[Part of a data file]
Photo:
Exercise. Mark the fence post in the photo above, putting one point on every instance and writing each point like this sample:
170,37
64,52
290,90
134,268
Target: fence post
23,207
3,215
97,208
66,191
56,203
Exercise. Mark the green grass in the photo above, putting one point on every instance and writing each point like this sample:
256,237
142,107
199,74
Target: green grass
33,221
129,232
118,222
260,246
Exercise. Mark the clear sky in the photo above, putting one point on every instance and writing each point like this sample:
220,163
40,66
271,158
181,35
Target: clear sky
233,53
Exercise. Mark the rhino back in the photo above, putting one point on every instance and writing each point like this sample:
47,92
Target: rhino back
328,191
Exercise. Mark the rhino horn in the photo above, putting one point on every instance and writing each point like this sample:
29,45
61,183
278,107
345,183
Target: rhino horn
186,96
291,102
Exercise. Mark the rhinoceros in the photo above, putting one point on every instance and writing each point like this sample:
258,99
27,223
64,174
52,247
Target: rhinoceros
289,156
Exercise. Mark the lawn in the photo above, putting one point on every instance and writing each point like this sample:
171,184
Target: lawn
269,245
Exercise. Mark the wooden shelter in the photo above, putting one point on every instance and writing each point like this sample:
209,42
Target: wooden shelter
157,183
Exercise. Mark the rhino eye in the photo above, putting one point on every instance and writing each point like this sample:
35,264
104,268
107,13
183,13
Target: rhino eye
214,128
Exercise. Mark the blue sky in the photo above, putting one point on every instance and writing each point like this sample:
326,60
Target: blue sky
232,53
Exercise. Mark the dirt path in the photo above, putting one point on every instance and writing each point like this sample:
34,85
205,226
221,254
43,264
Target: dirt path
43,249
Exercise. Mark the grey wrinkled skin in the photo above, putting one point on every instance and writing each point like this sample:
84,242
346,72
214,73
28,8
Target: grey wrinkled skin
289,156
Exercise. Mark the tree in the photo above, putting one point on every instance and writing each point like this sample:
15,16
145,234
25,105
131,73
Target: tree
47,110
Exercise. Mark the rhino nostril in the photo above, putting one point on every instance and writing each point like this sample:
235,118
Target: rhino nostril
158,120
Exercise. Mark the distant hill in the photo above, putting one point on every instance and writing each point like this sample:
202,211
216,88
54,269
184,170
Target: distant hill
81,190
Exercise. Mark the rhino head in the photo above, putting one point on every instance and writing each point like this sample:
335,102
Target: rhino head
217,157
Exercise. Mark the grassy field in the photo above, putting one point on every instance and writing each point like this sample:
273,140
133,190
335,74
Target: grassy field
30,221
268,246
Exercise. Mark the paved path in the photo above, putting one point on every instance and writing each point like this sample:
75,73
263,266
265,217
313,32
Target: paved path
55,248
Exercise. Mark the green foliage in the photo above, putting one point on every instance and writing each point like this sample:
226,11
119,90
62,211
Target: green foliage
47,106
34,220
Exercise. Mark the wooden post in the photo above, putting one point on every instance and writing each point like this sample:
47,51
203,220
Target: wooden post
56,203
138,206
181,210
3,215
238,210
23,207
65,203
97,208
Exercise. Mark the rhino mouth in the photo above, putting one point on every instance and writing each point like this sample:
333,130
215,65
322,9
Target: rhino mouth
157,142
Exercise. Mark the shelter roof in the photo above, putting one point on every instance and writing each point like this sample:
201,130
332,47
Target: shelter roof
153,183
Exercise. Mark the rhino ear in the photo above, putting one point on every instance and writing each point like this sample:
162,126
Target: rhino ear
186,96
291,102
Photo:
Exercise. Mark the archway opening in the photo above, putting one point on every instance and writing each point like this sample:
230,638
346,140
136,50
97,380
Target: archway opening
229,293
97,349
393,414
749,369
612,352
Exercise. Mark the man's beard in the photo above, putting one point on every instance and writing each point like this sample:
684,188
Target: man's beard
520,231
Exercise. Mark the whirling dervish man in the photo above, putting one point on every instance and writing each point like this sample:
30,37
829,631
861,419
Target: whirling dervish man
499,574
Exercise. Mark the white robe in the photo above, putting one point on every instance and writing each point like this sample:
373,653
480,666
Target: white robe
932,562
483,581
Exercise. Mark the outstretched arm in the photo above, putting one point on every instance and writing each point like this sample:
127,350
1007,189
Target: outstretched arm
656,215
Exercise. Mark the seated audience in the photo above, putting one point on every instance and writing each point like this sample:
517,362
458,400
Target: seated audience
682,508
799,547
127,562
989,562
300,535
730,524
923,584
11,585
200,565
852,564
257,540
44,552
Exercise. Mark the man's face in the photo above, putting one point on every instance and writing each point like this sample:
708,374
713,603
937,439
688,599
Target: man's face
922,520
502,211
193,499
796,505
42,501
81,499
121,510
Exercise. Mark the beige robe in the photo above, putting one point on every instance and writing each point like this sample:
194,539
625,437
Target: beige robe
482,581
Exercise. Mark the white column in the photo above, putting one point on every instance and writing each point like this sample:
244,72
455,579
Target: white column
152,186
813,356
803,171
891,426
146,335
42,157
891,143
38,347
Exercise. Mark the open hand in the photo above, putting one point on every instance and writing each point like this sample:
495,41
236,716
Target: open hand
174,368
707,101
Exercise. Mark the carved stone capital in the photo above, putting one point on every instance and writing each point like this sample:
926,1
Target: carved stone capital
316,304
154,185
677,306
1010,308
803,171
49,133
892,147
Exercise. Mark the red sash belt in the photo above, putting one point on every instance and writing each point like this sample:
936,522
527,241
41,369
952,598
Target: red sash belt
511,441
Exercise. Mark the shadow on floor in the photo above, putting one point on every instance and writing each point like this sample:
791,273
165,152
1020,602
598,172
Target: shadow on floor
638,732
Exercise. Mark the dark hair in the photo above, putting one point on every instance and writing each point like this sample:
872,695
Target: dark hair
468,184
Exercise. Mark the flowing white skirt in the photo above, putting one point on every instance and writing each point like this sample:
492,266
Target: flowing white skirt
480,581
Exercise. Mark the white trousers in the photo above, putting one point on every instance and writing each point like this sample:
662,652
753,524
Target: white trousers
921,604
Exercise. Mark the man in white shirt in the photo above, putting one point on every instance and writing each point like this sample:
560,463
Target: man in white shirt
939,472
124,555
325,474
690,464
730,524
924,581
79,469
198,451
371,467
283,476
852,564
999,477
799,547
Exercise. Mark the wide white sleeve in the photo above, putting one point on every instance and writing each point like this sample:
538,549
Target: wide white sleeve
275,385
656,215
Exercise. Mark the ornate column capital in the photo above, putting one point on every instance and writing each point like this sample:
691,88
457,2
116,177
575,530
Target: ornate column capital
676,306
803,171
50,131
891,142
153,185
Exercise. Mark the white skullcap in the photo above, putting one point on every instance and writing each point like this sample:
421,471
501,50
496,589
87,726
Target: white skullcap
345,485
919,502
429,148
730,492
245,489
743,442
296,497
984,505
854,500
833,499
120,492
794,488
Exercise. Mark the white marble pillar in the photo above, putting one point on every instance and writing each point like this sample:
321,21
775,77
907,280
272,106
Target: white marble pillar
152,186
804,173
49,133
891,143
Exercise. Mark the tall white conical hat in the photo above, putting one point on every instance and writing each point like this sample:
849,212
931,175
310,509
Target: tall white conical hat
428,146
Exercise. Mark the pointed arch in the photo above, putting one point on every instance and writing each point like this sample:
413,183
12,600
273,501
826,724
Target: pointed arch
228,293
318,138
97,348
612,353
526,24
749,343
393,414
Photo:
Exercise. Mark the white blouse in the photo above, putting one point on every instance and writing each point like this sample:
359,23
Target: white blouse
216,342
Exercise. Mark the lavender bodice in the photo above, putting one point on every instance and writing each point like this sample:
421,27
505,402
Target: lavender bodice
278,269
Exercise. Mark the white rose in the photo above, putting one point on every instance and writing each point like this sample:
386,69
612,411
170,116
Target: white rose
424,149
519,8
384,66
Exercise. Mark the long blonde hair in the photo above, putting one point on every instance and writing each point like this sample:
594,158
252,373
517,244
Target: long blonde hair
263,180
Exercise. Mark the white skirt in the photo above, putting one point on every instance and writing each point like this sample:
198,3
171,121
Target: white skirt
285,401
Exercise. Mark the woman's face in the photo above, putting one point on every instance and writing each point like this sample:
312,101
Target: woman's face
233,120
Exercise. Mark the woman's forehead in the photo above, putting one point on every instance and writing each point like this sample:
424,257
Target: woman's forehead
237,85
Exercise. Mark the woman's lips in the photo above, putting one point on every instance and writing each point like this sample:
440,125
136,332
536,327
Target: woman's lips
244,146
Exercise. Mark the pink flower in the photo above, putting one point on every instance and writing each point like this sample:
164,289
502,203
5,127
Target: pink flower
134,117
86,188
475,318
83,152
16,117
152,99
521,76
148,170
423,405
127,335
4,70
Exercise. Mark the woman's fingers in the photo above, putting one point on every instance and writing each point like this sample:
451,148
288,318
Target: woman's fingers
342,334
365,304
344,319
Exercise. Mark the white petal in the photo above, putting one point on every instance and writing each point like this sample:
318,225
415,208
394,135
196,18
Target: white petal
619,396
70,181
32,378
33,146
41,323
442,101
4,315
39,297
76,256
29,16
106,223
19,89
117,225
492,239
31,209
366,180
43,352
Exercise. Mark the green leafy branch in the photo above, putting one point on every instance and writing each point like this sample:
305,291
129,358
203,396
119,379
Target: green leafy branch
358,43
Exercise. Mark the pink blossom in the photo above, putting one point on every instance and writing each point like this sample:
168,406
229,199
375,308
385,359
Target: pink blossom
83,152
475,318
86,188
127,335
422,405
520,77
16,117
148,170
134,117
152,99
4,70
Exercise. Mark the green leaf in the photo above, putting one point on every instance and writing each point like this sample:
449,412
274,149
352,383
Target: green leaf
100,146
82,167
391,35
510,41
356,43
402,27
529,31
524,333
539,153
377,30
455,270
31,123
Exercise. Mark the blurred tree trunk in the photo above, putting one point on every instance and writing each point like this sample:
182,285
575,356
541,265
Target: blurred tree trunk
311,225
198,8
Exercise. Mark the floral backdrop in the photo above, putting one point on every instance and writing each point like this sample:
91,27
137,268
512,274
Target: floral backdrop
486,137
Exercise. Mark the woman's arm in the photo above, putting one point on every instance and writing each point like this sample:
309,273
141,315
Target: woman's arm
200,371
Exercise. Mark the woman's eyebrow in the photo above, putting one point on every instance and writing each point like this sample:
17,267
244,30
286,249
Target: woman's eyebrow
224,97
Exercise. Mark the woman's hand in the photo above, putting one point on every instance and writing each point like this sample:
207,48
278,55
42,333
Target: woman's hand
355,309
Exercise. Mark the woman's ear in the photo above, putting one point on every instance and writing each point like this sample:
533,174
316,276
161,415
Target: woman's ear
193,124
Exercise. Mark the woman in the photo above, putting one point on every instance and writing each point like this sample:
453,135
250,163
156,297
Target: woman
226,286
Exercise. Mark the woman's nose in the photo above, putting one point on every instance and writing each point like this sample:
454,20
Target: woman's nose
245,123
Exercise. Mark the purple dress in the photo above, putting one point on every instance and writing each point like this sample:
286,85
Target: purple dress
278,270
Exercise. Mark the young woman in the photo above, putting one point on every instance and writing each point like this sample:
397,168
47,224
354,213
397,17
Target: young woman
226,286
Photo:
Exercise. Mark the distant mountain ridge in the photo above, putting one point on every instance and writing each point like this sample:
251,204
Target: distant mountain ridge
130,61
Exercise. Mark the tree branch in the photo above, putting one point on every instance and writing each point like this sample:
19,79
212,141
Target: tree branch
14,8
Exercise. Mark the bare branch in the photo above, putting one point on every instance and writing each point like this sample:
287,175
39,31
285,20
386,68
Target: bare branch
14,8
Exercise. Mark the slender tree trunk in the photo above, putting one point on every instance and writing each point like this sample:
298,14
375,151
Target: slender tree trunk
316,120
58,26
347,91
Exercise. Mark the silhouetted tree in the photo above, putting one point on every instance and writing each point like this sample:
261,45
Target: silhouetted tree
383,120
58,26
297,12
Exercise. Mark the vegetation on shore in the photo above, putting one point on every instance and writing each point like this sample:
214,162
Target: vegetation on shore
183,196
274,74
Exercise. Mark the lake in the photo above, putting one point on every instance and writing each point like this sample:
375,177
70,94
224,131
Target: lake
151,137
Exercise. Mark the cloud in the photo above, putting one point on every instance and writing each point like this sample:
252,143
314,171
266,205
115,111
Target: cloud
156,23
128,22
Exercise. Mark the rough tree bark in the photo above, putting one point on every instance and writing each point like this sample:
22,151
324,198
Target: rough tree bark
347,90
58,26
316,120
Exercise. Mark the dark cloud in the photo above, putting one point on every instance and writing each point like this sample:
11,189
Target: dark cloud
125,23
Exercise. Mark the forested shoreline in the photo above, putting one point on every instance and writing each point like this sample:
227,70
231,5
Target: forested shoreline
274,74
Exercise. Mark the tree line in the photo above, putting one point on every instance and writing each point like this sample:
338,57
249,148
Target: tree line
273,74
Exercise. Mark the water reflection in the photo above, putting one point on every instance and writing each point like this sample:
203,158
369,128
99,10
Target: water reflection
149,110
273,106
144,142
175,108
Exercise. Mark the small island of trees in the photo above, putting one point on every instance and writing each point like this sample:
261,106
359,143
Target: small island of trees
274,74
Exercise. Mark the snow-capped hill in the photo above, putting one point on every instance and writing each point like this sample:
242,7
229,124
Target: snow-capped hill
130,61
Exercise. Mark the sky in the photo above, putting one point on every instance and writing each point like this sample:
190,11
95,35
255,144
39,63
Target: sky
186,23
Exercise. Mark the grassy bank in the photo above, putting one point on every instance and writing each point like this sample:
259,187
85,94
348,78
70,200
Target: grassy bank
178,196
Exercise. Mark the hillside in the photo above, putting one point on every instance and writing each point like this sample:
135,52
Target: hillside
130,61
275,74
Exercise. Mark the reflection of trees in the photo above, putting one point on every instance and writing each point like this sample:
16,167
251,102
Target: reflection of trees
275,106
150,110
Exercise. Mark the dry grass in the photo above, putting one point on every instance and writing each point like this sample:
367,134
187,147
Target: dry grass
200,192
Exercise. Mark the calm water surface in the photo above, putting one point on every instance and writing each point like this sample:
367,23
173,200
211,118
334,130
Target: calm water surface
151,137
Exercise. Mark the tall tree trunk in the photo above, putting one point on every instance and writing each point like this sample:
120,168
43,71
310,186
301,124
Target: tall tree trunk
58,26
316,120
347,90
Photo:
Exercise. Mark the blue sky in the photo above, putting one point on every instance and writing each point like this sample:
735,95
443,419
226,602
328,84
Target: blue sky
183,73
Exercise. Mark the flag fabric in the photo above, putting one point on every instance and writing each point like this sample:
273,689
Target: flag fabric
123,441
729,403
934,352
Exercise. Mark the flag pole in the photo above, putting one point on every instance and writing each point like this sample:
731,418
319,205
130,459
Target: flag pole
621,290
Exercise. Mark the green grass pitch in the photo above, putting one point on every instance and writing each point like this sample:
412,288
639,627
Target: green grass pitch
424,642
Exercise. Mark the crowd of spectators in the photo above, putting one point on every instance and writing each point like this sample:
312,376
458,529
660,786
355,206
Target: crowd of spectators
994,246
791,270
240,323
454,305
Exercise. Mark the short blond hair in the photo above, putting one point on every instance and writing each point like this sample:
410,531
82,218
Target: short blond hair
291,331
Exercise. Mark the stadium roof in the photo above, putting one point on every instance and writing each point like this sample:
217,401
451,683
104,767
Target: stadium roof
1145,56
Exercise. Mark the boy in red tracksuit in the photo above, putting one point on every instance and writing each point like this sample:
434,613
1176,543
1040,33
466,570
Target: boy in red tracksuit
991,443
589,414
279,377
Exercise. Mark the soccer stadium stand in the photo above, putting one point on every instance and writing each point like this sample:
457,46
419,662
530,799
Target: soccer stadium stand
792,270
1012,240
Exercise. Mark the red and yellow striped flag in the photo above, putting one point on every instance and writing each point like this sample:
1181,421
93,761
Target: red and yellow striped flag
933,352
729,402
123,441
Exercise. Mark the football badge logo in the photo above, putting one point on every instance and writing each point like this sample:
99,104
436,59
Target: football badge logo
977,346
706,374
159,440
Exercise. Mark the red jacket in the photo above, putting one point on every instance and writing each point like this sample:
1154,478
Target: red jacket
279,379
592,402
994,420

» **Stated goal**:
Make an exact copy of every line from the one with "Exercise. Mark the boy" to the end of the data, with the first and last of those lines included.

» **Finished exercise**:
Exercise. Mark the boy in red tracksuit in the photo above, putting one point on every instance and writing each point like this sample:
434,613
1176,543
1040,33
466,570
Target: boy in red tracksuit
991,443
589,414
279,377
Exercise. Mark the soccer stadium stand in the photo above, putting one point on every instance and writing each point like this sample:
457,46
419,662
530,799
Target: soccer stadium stand
792,270
1012,240
Exercise. Mark the red and yellow striped flag in the photo above, putting one point on every instance and writing each point like this sample:
1181,421
93,761
Target: red and yellow striped flag
933,352
729,402
123,441
Exercise. Mark the football badge logo in the photo above, putting one point on every instance and writing each point like this sample:
99,104
436,59
Target: football badge logo
977,346
706,374
159,440
Exercise. Mark the red jacket in the photo above, putting one point on every instance and writing each point like this sample:
1154,478
Target: red jacket
279,379
592,402
994,420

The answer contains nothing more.